THE PROBLEM:
Repeat the entries exactly, keeping every line as it is.

PROVIDED RECORDS:
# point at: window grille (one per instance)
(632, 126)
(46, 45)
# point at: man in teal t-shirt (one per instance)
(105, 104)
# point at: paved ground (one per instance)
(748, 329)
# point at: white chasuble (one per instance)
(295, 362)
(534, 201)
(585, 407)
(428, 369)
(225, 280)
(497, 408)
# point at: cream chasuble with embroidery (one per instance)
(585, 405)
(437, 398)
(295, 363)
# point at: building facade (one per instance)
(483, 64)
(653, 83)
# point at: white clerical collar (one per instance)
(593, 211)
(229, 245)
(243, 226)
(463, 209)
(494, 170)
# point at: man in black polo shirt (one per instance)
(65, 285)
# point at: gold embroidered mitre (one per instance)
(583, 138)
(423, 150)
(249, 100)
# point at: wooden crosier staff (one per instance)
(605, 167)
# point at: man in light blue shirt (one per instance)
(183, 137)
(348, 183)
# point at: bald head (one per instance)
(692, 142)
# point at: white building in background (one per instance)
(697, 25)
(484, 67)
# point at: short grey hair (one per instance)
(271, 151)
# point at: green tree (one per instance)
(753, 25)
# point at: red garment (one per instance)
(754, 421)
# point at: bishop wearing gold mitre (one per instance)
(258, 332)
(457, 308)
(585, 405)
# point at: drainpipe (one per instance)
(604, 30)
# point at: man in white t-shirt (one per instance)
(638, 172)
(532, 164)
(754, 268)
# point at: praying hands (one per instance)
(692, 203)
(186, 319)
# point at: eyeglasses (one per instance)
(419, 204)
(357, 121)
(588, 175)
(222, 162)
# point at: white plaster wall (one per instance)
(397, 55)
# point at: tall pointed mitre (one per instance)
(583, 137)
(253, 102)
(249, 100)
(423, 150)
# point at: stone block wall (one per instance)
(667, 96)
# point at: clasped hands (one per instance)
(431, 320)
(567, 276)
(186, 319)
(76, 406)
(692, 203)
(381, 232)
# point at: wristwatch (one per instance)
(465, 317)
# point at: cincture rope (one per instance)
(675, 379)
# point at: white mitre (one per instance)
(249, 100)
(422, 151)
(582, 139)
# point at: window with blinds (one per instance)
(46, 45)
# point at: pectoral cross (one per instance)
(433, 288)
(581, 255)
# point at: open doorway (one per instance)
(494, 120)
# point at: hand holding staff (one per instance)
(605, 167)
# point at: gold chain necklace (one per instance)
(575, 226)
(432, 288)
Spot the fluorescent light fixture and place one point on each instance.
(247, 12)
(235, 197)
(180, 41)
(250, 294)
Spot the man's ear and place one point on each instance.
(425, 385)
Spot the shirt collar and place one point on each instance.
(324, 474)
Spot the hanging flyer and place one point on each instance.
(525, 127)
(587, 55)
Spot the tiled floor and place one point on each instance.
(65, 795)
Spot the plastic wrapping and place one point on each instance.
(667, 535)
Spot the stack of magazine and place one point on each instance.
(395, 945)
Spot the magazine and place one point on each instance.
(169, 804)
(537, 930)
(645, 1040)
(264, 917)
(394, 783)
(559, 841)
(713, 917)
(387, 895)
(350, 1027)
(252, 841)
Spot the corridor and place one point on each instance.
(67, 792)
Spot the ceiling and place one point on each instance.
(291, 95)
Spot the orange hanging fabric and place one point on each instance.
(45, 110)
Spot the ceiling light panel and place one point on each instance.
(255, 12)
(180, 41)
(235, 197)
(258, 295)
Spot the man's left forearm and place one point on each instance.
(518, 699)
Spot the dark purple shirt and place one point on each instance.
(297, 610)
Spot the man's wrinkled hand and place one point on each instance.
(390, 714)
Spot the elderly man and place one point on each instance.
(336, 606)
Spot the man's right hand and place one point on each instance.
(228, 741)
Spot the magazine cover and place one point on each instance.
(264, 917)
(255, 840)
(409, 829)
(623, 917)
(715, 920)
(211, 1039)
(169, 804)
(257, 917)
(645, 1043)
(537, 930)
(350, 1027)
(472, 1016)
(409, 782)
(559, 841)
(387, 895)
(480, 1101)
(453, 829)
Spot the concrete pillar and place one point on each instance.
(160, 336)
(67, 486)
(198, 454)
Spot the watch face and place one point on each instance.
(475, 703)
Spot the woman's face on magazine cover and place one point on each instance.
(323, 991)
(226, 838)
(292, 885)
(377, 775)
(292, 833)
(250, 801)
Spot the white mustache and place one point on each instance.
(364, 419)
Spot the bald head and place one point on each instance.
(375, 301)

TASK RESPONSE:
# point at: window grille (one per instance)
(632, 126)
(46, 45)
# point at: man in teal t-shirt (one per instance)
(105, 104)
# point at: paved ground (one per instance)
(748, 329)
# point at: white chasuble (one per instance)
(295, 362)
(534, 201)
(585, 407)
(428, 369)
(225, 280)
(497, 408)
# point at: cream chasuble with embroidery (one per instance)
(585, 405)
(437, 398)
(295, 363)
# point at: building facade (one per instance)
(483, 64)
(653, 83)
# point at: white clerical collar (one per instance)
(593, 211)
(229, 245)
(243, 226)
(463, 209)
(494, 170)
# point at: man in black polo shirt (one per instance)
(65, 285)
# point at: gold embroidered mitre (one per instance)
(583, 138)
(423, 150)
(249, 100)
# point at: wooden crosier staff (one per instance)
(605, 167)
# point at: man in light blue shirt (one per instance)
(183, 137)
(348, 183)
# point at: bald head (one per instance)
(692, 142)
# point at: white building in background (one per instance)
(697, 25)
(484, 67)
# point at: short grey hair (one per instance)
(271, 151)
# point at: green tree (one per instance)
(753, 25)
# point at: red garment (one per instance)
(754, 421)
# point at: bishop wearing gold mitre (one per instance)
(258, 332)
(457, 308)
(585, 405)
# point at: drainpipe (one per instance)
(604, 30)
# point at: man in white t-shirt (one per instance)
(638, 172)
(532, 164)
(754, 268)
# point at: praying hands (one per instance)
(692, 203)
(186, 319)
# point at: eyeglasses (one per instance)
(419, 204)
(357, 121)
(588, 175)
(222, 162)
# point at: white plaster wall (one per instance)
(397, 55)
# point at: tall pointed mitre (one per instance)
(583, 137)
(253, 102)
(249, 100)
(423, 150)
# point at: stone block wall (one per instance)
(667, 96)
# point at: clasped hands (one per instance)
(431, 320)
(567, 276)
(186, 319)
(76, 406)
(692, 203)
(381, 232)
# point at: wristwatch (one per instance)
(465, 317)
# point at: cincture rope (one per instance)
(675, 379)
# point at: white mitre (one per instance)
(249, 100)
(422, 151)
(582, 139)
# point at: window with blinds (one per instance)
(46, 45)
# point at: pectoral cross (one per instance)
(433, 288)
(581, 255)
# point at: open doorway (one per instance)
(494, 120)
# point at: hand holding staff (one per instance)
(605, 167)
# point at: gold chain necklace (one per instance)
(575, 226)
(432, 288)
Spot the fluorescent light fixture and place one point on each instance.
(247, 12)
(235, 197)
(180, 41)
(250, 294)
Spot the man's ear and place one point on each instance.
(425, 385)
Spot the shirt collar and place one point on each instance.
(324, 474)
Spot the hanging flyer and place one point on each instance.
(525, 127)
(587, 55)
Spot the tiled floor and place one point on each instance.
(65, 795)
Spot the plastic wrapping and place one point on each instance.
(667, 535)
Spot the stack of magazine and place one point on each instance.
(395, 945)
Spot the magazine and place one point on each instance.
(169, 804)
(537, 930)
(645, 1040)
(264, 917)
(394, 783)
(559, 841)
(713, 917)
(387, 895)
(350, 1027)
(252, 841)
Spot the corridor and place one point on each instance.
(67, 792)
Spot the ceiling and place one point on each instance.
(291, 95)
Spot the orange hanging fabric and place one point on each instance.
(45, 110)
Spot the ceiling light panel and place one point on each instance.
(255, 12)
(180, 41)
(235, 197)
(258, 295)
Spot the man's left forearm and place one point on each instance.
(518, 699)
Spot the dark purple shirt and place one point on each instance.
(297, 610)
Spot the man's wrinkled hand and place one point on each instance.
(390, 714)
Spot the elderly man and place one point on each instance.
(336, 606)
Spot the man's right hand and place one point on each instance.
(228, 741)
Spot the magazine cover and place one point on each instance.
(264, 917)
(255, 840)
(409, 829)
(623, 917)
(715, 920)
(211, 1039)
(169, 804)
(257, 917)
(645, 1043)
(537, 930)
(350, 1027)
(472, 1016)
(409, 782)
(559, 841)
(387, 895)
(480, 1101)
(453, 829)
Spot the concrete pillar and place one point on each instance.
(160, 336)
(67, 486)
(198, 454)
Spot the watch face and place one point on each instance.
(475, 703)
Spot the woman's face on magazine cover and place one point on each instance.
(323, 991)
(226, 838)
(292, 885)
(377, 775)
(292, 833)
(250, 801)
Spot the white mustache and place one point on each instance.
(364, 419)
Spot the bald head and place one point on each instance.
(375, 301)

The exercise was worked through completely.